Task to carry out: Translate this sentence from the message below about bulk queries against the Airflow database into Spanish: "But if it is for other users, it is better to have an API around it as we don't want them to have access to prod db."

Passage shown:
——

Re: question about bulk queries against Airflow DB...

Posted by Ping Zhang <pi...@umich.edu>.
Hi Rafal,

In our production, we have a few bulk queries:

1. We have a cron job to query the replica of the airflow db for number of
tis in different states, the number of tasks in queued, running, and the
number of tasks whose state is changed to 'scheduled', 'running', 'queued'
in the last minute window (we have a task_instance trigger table to track
all state changes of tis). It then emits metrics that we have alerts on.

2. We have another job to periodically trim historical data in
task_instance, log, dag_run, etc tables, if their state is failed/success.
This prevents  those tables  from growing too big to have performance
impact.

(when we do deletion, we carefully break down the query into smaller chunks
to avoid locking the table for too long, which might cause issues)

3. We have a script to easily reset failed tis given a period of time so
that when there is an infra failure, we can reset those failed tasks due to
infra failure.

I hope this can help. As for the Airflow API part, I think it depends on
the use cases. If the use cases are for infra teams who manage the airflow
clusters, I am leaning towards not having an API. But if it is for other
users, it is better to have an API around it as we don't want them to have
access to prod db.

Thanks,

Ping


On Thu, May 19, 2022 at 10:31 AM Rafal Biegacz
<ra...@google.com.invalid> wrote:

> Hi Airflow Community,
>
> Some heavy users of Airflow rely on the possibility to run bulk sql
> queries against Airflow DB.
>
> My gut feeling is that one of the reason they do that is to implement some
> additional visualizations and monitoring for Airflow tasks, DAGs and sense
> state of task scheduling.

——

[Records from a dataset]

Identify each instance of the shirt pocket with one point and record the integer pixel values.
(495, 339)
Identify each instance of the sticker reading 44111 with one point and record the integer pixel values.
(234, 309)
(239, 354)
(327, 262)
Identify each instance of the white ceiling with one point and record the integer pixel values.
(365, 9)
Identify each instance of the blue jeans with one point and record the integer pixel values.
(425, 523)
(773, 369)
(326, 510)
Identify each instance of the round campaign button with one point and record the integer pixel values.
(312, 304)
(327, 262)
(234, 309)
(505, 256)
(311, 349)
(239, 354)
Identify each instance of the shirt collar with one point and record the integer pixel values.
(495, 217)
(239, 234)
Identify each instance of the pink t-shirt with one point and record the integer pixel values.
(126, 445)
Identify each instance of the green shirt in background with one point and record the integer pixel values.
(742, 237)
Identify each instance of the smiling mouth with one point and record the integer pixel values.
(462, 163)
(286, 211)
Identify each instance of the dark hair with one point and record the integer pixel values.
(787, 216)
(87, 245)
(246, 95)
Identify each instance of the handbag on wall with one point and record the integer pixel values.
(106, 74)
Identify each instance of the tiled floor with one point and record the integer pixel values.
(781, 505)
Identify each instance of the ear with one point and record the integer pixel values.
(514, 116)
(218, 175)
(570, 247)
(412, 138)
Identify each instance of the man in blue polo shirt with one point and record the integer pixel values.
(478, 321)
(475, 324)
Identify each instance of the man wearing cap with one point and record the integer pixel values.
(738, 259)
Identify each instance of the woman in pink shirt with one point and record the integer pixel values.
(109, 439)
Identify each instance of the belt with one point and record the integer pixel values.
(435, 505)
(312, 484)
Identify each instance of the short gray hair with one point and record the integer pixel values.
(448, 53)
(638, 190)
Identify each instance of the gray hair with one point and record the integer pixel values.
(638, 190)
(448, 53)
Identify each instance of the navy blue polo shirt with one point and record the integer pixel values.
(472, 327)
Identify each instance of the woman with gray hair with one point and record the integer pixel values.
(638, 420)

——

Response to the task: Pero si es para otros usuarios, es mejor tener una API en torno a ello, ya que no queremos que tengan acceso a la base de datos de producción.